**SHORT PROBLEM**
Repeat the data below exactly, dropping any pictures it holds.

**RECORDS FOR PROCESSING**
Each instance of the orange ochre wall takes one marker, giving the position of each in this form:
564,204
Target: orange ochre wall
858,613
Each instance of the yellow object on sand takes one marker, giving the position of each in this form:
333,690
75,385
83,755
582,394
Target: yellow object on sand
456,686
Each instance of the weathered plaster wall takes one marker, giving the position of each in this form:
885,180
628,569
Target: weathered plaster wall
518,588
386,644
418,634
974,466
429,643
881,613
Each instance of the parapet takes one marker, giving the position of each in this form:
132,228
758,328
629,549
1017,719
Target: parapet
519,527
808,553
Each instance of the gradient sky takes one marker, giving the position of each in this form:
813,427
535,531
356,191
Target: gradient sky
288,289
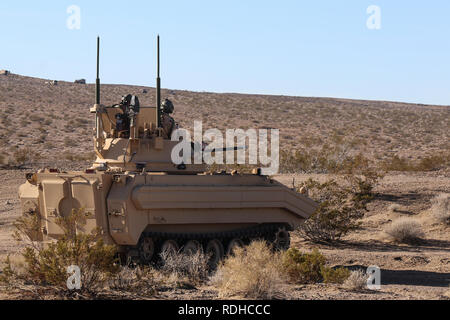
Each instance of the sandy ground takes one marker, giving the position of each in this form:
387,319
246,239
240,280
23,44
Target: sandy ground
419,271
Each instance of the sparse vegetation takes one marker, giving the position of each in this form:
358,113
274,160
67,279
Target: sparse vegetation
181,266
47,267
252,272
405,230
441,208
341,205
310,268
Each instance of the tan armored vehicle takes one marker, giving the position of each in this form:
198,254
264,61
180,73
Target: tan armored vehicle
144,203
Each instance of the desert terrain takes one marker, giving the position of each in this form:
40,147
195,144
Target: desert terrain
53,125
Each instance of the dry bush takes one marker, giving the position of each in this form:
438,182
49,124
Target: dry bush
440,208
135,281
405,230
340,206
310,268
335,275
180,266
335,159
357,281
429,163
303,267
252,272
394,207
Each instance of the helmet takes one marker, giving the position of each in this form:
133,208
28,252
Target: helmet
167,106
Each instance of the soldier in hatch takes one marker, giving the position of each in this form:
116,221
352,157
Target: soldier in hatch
168,123
130,108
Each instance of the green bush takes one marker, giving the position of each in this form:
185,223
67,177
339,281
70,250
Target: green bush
47,265
310,268
341,206
303,267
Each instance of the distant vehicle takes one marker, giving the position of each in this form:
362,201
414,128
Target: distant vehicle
145,204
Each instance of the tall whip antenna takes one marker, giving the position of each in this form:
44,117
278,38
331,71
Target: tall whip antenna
158,90
97,81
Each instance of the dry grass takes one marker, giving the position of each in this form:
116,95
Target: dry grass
441,208
357,281
252,272
405,230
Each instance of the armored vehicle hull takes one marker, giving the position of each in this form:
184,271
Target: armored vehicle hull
134,208
143,202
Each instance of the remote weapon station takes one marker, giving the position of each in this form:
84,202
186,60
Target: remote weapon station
144,203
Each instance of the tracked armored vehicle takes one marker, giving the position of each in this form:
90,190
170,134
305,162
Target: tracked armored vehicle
144,203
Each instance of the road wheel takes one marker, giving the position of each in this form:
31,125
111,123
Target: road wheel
234,243
215,251
191,247
146,249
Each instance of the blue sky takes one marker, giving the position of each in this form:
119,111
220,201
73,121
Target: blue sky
303,48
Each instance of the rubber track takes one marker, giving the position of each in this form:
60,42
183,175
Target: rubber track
265,231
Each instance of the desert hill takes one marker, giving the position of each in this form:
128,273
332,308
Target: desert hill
54,122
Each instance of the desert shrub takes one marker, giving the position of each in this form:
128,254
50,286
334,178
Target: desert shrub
335,275
303,267
338,157
137,280
23,156
193,267
310,268
340,206
394,207
47,266
440,208
405,230
252,272
68,142
356,281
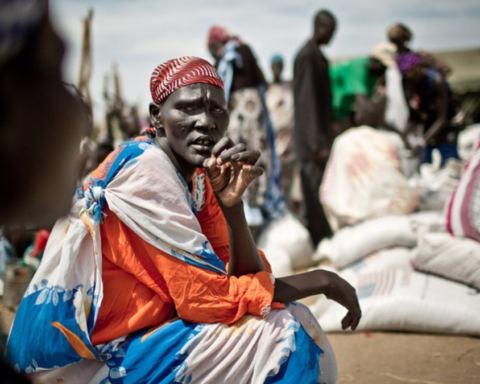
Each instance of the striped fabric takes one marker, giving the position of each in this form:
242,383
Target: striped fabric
463,211
178,73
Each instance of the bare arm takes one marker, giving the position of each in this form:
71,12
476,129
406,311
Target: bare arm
316,282
441,104
231,169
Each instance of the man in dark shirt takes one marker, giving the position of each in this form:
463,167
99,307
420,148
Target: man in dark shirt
313,133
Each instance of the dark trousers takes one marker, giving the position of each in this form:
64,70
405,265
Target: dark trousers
311,175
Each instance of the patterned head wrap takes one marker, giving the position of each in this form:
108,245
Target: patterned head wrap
177,73
17,20
277,58
407,62
217,34
385,53
399,31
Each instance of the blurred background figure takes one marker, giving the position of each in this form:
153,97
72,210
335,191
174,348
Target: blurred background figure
245,88
41,124
40,121
400,35
313,133
353,85
122,120
280,106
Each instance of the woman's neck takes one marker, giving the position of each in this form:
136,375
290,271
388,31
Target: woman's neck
186,170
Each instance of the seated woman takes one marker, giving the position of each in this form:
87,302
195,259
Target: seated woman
154,277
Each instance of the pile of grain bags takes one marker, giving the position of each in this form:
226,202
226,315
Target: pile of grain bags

**WRITTEN REPLY**
Each instance of the orange ochre wall takes one marker, giving the position of each in this form:
564,204
Target: orange ochre wall
858,613
Each instance of the yellow object on sand takes one marker, giving the position of each in this form:
333,690
75,385
83,755
582,394
Target: yellow object on sand
456,686
Each instance of the weathered plaster wall takes one marker, giving the position of each in this form:
885,180
628,569
Target: weathered plaster wall
518,588
386,644
418,634
974,466
429,643
881,613
Each instance of the parapet takes one marker, giving the position of each in this form:
132,228
758,328
629,549
1017,719
Target: parapet
519,527
808,553
Each instance of the gradient sky takes one marker, giving the position of each in this form:
813,427
535,531
356,191
Target: gradient sky
288,289
Each instance of the sandy ground takes one marker, giving the position of each in this form:
387,319
246,239
240,280
23,44
Target: sandy ground
419,271
Each instance of the sparse vegetation takes one marker, giving the position of each in this form:
358,113
274,160
67,279
Target: sparse vegetation
181,266
47,267
252,272
405,230
441,208
341,205
310,268
Each instance of the tan armored vehicle takes one marker, giving the position of each in this form:
198,254
264,61
180,73
Target: tan armored vehicle
144,203
Each instance of the desert terrain takes one marker, giving the position of each in this form:
40,147
195,144
Target: desert terrain
53,125
Each instance of the dry bush takes one marker, giving the position of each in this form:
438,182
49,124
Target: dry bush
440,208
135,281
405,230
340,206
310,268
335,275
180,266
335,159
357,281
429,163
303,267
252,272
394,207
Each instance of the helmet takes one marker, giving the position of each in this form:
133,208
28,252
Target: helmet
167,106
Each instance of the soldier in hatch takes one marker, giving the position of each in this form:
116,221
352,157
Target: soldier in hatch
168,123
130,108
Each instance of the green bush takes one marker, giving the position of each in this form:
185,223
67,177
339,281
70,250
Target: green bush
47,265
310,268
341,206
303,267
Each instance of the distant vehicle takes one marker, giving the position of each in this form:
362,201
414,128
Target: distant vehicle
145,204
Each instance of the tall whip antenna takes one marker, giving the position of each in this form:
44,117
278,38
331,71
Target: tall whip antenna
158,90
97,81
Each instance of the dry grass takes one marker, giving the position of each in this form:
116,95
Target: dry grass
441,208
357,281
252,272
405,230
Each instance of the armored vehicle hull takes one marker, giving the position of each in this form:
184,271
Target: armored vehicle hull
134,208
143,202
Each instance of the remote weapon station takes one marker, giving the position of each in this form:
84,202
186,60
Target: remote weapon station
144,203
Each instance of the tracked armored vehicle takes one marker, giving the position of each in this form:
90,190
170,134
305,162
Target: tracked armored vehicle
144,203
Each instance of the road wheel takes one marker, giving the position of each in this form:
31,125
111,123
Target: road wheel
234,243
215,251
191,247
146,249
Each instance of the blue sky takes one marker, giving the position of each in this form:
119,111
220,201
73,121
Target: blue sky
303,48
Each instance of the rubber track takes one marker, giving the position of each in this form:
60,42
183,175
Target: rubber track
265,231
Each instance of the desert hill takes one marker, giving the position of each in this form:
128,273
332,308
Target: desert hill
54,122
Each instance of the desert shrub takes one marker, giving the position of each in this form:
128,254
50,286
334,178
Target: desert shrub
335,275
303,267
338,157
137,280
23,156
193,267
310,268
340,206
394,207
47,266
440,208
405,230
252,272
68,142
356,281
Each instance of the striped fabric takes one marker, giving the position of each in this form:
242,383
Target: striped fabric
463,211
178,73
Each instance of the bare arm takes one marker, giving the position of each in this form:
71,12
476,129
406,311
Target: bare arm
316,282
441,104
231,169
Each instance of the man in dark shirt takes one marker, giving the position of each in this form:
463,167
99,307
420,148
Target: man in dark shirt
313,133
Each instance of the dark trousers takes one marker, giving the position of each in this form:
64,70
405,265
Target: dark trousers
311,175
Each instance of the patterned head wrap takes one marker, giving the position of each in this form:
108,245
Target: patterned head wrap
177,73
17,20
277,58
407,62
217,34
385,53
399,31
Each instance of the blurred background figure takes one marker, giving the position of each in this form:
153,97
72,210
335,191
174,348
Target: blurred background figure
245,88
41,124
40,121
400,35
313,133
353,85
122,120
280,106
Each instance of the woman's neck takes one marker, giving the position of each in this form:
136,375
290,271
388,31
Target: woman's neck
186,170
Each instance of the seated woman takes one marker, giving the position of each in this form:
87,302
195,259
Target: seated woman
154,277
Each instance of the pile of grain bags takes one marker, giving the position of each in this form:
226,202
226,315
Target: pile of grain bags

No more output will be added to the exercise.